● TASK GOAL:
For this exercise, transcribe the records below without changing a word.

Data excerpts
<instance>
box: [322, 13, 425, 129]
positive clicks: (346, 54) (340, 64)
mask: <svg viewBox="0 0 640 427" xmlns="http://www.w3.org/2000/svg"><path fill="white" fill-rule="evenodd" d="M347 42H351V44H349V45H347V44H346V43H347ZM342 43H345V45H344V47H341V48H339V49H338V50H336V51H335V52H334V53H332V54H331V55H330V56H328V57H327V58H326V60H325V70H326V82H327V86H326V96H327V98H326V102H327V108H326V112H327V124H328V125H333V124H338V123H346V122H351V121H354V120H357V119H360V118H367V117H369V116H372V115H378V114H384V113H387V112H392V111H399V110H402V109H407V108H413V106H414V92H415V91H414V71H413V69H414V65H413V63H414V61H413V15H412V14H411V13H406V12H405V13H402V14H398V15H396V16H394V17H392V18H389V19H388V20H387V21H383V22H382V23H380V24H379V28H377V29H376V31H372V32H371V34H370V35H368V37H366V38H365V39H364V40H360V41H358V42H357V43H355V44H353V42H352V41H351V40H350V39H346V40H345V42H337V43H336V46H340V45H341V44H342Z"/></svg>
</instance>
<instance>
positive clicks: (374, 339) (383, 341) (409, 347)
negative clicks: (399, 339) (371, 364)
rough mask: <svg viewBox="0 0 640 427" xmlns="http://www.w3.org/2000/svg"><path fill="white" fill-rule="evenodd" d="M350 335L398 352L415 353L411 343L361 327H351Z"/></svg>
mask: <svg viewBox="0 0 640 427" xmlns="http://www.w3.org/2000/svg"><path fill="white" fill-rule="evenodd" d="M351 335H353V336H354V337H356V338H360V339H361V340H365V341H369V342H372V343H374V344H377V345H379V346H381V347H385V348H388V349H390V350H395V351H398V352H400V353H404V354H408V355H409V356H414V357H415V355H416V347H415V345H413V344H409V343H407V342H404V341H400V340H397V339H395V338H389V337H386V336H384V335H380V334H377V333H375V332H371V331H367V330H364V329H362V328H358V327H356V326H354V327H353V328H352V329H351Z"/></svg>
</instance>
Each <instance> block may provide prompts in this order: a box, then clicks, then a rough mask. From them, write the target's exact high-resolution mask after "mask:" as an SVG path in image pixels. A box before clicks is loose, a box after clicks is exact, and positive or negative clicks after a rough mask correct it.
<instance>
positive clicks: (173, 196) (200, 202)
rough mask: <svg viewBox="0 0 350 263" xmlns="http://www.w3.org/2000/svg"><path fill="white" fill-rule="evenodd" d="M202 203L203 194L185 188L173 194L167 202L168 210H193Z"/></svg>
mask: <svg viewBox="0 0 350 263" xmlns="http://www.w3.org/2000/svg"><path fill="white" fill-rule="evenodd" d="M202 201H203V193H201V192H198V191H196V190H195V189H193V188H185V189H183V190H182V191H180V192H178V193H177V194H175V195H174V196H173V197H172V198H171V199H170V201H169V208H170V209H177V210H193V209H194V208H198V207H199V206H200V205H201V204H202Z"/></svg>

● REPLY:
<instance>
box: [322, 13, 425, 129]
positive clicks: (346, 54) (340, 64)
mask: <svg viewBox="0 0 640 427" xmlns="http://www.w3.org/2000/svg"><path fill="white" fill-rule="evenodd" d="M347 42H351V44H349V45H347V44H346V43H347ZM342 43H345V45H344V47H341V48H339V49H338V50H336V51H335V52H334V53H332V54H331V55H330V56H328V57H327V58H326V60H325V70H326V82H327V86H326V96H327V98H326V102H327V108H326V112H327V124H328V125H333V124H338V123H346V122H351V121H354V120H357V119H360V118H367V117H369V116H372V115H378V114H384V113H387V112H392V111H399V110H402V109H407V108H413V106H414V92H415V91H414V71H413V69H414V65H413V63H414V61H413V15H412V14H411V13H406V12H405V13H402V14H398V15H396V16H394V17H392V18H389V19H388V20H387V21H383V22H382V23H380V24H379V28H377V29H376V31H372V32H371V34H370V35H368V37H366V38H365V39H364V40H360V41H358V42H357V43H355V44H353V42H352V41H351V40H350V39H346V40H345V42H337V43H336V46H340V45H341V44H342Z"/></svg>
</instance>
<instance>
positive clicks: (374, 339) (383, 341) (409, 347)
negative clicks: (399, 339) (371, 364)
rough mask: <svg viewBox="0 0 640 427" xmlns="http://www.w3.org/2000/svg"><path fill="white" fill-rule="evenodd" d="M350 335L398 352L415 353L411 343L361 327H351Z"/></svg>
mask: <svg viewBox="0 0 640 427" xmlns="http://www.w3.org/2000/svg"><path fill="white" fill-rule="evenodd" d="M351 335H353V336H354V337H356V338H360V339H361V340H365V341H369V342H372V343H374V344H377V345H379V346H381V347H385V348H388V349H390V350H395V351H398V352H400V353H404V354H408V355H409V356H414V357H415V355H416V347H415V345H413V344H409V343H407V342H404V341H400V340H397V339H395V338H389V337H386V336H384V335H380V334H377V333H375V332H371V331H367V330H364V329H362V328H358V327H356V326H354V327H353V328H352V329H351Z"/></svg>
</instance>
Each <instance> block may provide prompts in this order: a box, then clicks, then a rough mask. From them, write the target's exact high-resolution mask after "mask:" as an SVG path in image pixels. A box before clicks is loose, a box after clicks is exact, and positive or negative clicks after a rough mask correct it.
<instance>
positive clicks: (173, 196) (200, 202)
rough mask: <svg viewBox="0 0 350 263" xmlns="http://www.w3.org/2000/svg"><path fill="white" fill-rule="evenodd" d="M202 203L203 194L185 188L173 194L167 202L168 210H193Z"/></svg>
mask: <svg viewBox="0 0 350 263" xmlns="http://www.w3.org/2000/svg"><path fill="white" fill-rule="evenodd" d="M202 201H203V193H201V192H198V191H196V190H195V189H193V188H185V189H183V190H182V191H180V192H178V193H177V194H175V195H174V196H173V197H172V198H171V199H170V201H169V208H170V209H177V210H193V209H194V208H198V207H199V206H200V205H201V204H202Z"/></svg>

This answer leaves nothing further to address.